■ **Page**:
------------------------------------------------------------------------

What’s next? 2016 in employment law

 

To accompany our round-up of the developments in employment law from 2015, here are the top 5 new developments that we are expecting in the coming year.
Employment status: some clarity at last?
The historically grey line between employment and independent contractor status (or self- employment) will be under the spotlight in 2016 from a mix of new Government initiatives and forthcoming court decisions.  This has always been a tricky area for employers, so if these changes bring clarity they could make employers’ lives easier.
The Government is considering a statutory test for employment status for tax purposes, and is also planning to restrict the ability of those employed by personal service companies to claim certain tax advantages.  It looks like more significant changes could be on the horizon as the Government seeks to reduce tax losses.

------------------------------------------------------------------------

■ **What you need to do**:
1: Identify every sentence in the employment law preview that contains the word "Government," giving only the first three words of each.
2: For each statement, answer yes or no according to the employment law preview, and quote the words that decide it. (a) The Government is considering a statutory test for employment status for tax purposes. (b) The preview covers the top 10 new developments expected in the coming year. (c) The preview says the changes are certain to make employers' lives harder.
3: Repeat word for word everything in the employment law preview from "Employment status: some" down to "employers’ lives easier.".
The records that come next have no connection to the employment law preview.

■ **Excerpted records**:
------------------------------------------------------------------------

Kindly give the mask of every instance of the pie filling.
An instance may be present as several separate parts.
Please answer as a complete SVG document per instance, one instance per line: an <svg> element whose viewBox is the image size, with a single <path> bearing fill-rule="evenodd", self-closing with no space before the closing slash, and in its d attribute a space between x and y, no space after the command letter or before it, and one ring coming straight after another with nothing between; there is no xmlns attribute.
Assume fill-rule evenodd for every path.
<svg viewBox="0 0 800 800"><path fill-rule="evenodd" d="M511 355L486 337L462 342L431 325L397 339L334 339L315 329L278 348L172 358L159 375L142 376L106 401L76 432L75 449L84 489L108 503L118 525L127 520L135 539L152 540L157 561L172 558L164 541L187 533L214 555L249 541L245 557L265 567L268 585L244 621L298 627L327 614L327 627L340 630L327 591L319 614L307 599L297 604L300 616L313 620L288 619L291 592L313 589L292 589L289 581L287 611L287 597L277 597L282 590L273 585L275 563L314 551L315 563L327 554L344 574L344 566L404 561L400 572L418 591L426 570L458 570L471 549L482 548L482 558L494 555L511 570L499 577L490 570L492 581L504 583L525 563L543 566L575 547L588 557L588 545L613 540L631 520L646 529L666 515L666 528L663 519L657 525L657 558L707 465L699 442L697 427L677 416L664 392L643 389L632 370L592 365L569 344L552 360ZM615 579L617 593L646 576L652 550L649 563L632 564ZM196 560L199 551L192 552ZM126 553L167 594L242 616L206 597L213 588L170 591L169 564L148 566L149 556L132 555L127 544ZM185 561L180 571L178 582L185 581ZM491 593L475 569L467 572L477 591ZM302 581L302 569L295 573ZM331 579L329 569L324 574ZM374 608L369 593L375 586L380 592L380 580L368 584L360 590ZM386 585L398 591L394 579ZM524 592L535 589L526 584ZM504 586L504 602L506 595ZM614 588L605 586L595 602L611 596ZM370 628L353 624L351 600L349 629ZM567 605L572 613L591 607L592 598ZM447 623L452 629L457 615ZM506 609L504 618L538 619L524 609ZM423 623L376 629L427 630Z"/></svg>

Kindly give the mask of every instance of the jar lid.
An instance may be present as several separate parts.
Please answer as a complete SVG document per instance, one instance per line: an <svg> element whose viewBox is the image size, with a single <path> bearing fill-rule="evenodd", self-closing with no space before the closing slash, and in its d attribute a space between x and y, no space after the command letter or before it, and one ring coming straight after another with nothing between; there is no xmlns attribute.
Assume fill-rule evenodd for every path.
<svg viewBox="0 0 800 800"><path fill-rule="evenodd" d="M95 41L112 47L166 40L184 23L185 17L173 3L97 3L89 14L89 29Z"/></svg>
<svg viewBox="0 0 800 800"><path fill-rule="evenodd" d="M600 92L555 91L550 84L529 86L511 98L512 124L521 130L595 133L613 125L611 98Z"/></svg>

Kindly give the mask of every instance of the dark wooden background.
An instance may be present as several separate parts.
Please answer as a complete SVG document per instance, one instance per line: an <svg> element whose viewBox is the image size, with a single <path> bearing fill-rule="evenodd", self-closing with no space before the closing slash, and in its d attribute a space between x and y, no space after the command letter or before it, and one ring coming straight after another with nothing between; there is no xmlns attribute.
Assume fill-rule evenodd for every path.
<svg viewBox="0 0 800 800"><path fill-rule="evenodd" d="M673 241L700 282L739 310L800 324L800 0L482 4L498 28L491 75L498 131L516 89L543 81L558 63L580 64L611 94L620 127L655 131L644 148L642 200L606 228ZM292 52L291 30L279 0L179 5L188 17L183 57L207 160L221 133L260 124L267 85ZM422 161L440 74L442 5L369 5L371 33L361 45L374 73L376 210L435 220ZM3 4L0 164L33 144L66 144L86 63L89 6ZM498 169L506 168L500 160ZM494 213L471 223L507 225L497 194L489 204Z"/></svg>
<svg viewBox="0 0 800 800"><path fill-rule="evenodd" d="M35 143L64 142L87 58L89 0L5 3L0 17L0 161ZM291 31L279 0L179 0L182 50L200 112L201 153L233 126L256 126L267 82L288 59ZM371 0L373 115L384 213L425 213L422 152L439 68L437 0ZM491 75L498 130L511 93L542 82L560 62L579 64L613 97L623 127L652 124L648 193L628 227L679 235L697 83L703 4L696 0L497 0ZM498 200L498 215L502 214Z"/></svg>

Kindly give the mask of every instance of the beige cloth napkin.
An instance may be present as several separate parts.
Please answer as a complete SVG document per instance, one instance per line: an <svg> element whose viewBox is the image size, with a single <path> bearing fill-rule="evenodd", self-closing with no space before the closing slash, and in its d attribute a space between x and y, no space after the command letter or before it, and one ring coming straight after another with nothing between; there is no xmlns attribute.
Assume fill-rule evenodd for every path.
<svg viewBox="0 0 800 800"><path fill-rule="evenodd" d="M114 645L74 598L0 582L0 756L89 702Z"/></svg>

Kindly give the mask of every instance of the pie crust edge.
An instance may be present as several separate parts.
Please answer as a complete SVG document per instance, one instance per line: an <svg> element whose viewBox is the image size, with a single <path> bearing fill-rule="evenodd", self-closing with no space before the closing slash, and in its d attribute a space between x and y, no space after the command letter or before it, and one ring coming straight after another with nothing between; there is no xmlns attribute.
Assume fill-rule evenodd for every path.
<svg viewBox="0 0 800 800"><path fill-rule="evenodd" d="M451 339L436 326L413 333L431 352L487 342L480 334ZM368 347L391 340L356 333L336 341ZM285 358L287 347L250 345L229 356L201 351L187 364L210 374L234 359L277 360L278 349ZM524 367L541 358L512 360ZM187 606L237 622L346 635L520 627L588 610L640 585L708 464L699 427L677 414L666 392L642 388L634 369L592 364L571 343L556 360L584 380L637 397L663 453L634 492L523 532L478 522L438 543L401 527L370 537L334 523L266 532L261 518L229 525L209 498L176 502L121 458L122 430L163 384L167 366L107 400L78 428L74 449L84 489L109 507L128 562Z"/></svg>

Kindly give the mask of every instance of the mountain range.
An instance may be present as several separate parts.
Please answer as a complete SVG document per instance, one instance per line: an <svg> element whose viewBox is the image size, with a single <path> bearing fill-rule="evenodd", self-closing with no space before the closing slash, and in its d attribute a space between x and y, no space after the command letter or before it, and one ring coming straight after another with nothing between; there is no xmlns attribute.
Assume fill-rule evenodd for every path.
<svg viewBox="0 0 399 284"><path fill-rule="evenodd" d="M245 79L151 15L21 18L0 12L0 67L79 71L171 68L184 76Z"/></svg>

------------------------------------------------------------------------

■ **Answers to the tasks**:
1:
The historically grey
The Government is
It looks like

2:
(a) Yes: "The Government is considering a statutory test for employment status for tax purposes"
(b) No: "here are the top 5 new developments that we are expecting in the coming year"
(c) No: "if these changes bring clarity they could make employers’ lives easier"

3:
Employment status: some clarity at last?
The historically grey line between employment and independent contractor status (or self- employment) will be under the spotlight in 2016 from a mix of new Government initiatives and forthcoming court decisions.  This has always been a tricky area for employers, so if these changes bring clarity they could make employers’ lives easier.